* [Exercise aim]: Starting at the line with "Expected: a single pin indicated on each instance of the sign" in it, reproduce each line below through the last one, exactly, and include nothing else.

* [Data entries]:
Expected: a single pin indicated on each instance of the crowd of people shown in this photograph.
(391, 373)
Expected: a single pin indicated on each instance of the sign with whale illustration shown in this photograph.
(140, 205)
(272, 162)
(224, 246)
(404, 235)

* [Task response]:
Expected: a single pin indicated on each instance of the sign with whale illustration shown in this photograph.
(140, 205)
(272, 162)
(224, 246)
(404, 235)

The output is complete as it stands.